-- PASSAGE TO READ follows --
But occasionally, I had real reason to apologize. Once, I missed a deadline that caused another coworker to scramble. I needed to acknowledge the unfair situation I’d put her in, and make a serious offer to repair it in whatever way I could.
If I gave her a sincere apology, I’m sure she would’ve forgiven me. But how sincere could I be if it was the sixth apology she’d gotten from me that week?
Apologies are like spell slots in D&D. You have a limited amount that replenishes slowly over time. You need to conserve them for when you actually need them. Otherwise, they feel like an empty gesture with no real magic behind the words.
It lessens your self-esteem
There’s one person who has to listen every time you can’t stop over-apologizing.
And that can have a serious impact on your own self-perception. How can you feel like a confident, capable adult if you spend a good chunk of every day cringing and pleading with others?
Imposter Syndrome isn’t a natural disaster that just happens. It’s not a medical diagnosis with no treatment and no cure. It’s a self-destructive habit we have the power to recognize and resist. But it’s harder to do so if you keep handing the microphone to your fears.
It’s fucking boring
Out of all possible conversation loops, my #1 most hated is saying “it’s okay, it’s okay” over and over again to someone who can’t stop over-apologizing. NOTHING could bore me more.
If I have to participate in a tedious ritual, I’d rather sit through a full Catholic Mass than your unnecessary apology. Because at least there’s donuts in the church hall after Mass.
-- PASSAGE TO READ concluded --
-- EXCERPTED DATA follows --
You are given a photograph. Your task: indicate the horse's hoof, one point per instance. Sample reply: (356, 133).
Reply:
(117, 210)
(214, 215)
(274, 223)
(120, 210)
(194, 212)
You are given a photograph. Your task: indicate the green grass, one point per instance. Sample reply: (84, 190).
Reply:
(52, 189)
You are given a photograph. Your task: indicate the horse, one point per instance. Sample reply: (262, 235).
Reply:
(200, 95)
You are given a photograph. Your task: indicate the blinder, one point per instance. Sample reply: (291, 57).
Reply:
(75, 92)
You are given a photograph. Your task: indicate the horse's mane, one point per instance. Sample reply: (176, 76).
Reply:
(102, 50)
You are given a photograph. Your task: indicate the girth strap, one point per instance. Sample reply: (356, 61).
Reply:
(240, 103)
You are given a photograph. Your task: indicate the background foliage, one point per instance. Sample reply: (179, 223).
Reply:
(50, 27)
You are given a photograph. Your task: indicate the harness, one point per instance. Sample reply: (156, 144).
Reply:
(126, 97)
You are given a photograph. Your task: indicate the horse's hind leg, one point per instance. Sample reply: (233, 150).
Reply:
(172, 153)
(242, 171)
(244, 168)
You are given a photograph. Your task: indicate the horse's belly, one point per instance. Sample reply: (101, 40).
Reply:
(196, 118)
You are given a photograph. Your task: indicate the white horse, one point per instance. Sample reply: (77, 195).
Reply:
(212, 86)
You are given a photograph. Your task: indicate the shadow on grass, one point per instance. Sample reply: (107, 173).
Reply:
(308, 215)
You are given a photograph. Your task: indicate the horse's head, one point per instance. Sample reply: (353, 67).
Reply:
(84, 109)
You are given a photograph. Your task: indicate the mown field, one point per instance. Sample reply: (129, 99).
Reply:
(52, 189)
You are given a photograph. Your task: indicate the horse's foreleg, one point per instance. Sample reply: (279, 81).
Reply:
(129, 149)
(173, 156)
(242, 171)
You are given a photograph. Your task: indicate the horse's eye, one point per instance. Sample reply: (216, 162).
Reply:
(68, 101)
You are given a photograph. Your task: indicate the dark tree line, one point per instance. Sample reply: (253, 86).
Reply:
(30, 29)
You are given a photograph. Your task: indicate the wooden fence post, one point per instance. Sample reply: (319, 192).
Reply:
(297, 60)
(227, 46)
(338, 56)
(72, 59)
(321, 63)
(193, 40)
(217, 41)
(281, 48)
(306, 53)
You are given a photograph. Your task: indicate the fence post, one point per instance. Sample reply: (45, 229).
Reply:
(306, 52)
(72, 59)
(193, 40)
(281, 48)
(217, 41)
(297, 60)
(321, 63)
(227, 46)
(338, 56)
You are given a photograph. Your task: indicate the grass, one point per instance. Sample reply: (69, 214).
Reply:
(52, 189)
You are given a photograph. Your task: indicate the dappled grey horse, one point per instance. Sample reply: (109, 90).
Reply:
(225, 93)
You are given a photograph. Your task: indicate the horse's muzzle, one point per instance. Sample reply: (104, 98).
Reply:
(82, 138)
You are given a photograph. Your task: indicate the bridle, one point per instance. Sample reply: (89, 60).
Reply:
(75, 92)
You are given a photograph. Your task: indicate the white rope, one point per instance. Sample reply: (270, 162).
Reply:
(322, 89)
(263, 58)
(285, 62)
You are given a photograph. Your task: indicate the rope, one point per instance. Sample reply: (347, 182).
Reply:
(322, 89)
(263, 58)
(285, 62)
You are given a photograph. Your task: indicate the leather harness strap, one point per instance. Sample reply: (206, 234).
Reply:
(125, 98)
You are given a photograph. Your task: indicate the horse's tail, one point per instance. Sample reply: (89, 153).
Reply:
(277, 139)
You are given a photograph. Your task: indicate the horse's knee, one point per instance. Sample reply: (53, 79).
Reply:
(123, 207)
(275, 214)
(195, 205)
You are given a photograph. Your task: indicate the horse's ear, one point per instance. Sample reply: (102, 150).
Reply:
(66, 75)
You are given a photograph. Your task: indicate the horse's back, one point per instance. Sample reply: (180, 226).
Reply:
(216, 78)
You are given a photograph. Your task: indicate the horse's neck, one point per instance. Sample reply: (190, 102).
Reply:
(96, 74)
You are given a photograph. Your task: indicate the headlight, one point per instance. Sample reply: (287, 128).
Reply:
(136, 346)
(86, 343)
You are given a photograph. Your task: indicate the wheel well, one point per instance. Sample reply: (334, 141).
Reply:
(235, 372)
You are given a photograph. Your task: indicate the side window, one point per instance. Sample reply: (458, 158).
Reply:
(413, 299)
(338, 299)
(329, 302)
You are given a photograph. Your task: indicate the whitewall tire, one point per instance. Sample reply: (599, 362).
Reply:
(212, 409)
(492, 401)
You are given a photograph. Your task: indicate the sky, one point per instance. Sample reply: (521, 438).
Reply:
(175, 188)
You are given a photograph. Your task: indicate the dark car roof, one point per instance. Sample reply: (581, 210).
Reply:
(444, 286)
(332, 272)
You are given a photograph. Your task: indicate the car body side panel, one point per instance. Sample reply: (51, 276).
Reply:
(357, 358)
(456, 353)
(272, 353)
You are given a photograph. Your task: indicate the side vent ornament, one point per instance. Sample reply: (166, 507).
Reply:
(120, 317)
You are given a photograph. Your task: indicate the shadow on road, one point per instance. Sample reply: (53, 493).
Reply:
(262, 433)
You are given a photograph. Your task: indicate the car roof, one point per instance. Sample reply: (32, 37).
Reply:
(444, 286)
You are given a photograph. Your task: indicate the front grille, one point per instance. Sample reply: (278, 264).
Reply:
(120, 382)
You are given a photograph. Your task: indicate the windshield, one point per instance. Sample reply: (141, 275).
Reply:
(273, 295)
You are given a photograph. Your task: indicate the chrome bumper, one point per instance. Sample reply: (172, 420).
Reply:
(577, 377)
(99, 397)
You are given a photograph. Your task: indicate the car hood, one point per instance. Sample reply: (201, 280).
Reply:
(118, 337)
-- EXCERPTED DATA concluded --
> WHAT THE TASK ASKS:
Repeat the part of the passage on over-apologizing between "But occasionally, I" and "way I could.", inclusive. You can set the listing aside entirely.

> TASK RESPONSE:
But occasionally, I had real reason to apologize. Once, I missed a deadline that caused another coworker to scramble. I needed to acknowledge the unfair situation I’d put her in, and make a serious offer to repair it in whatever way I could.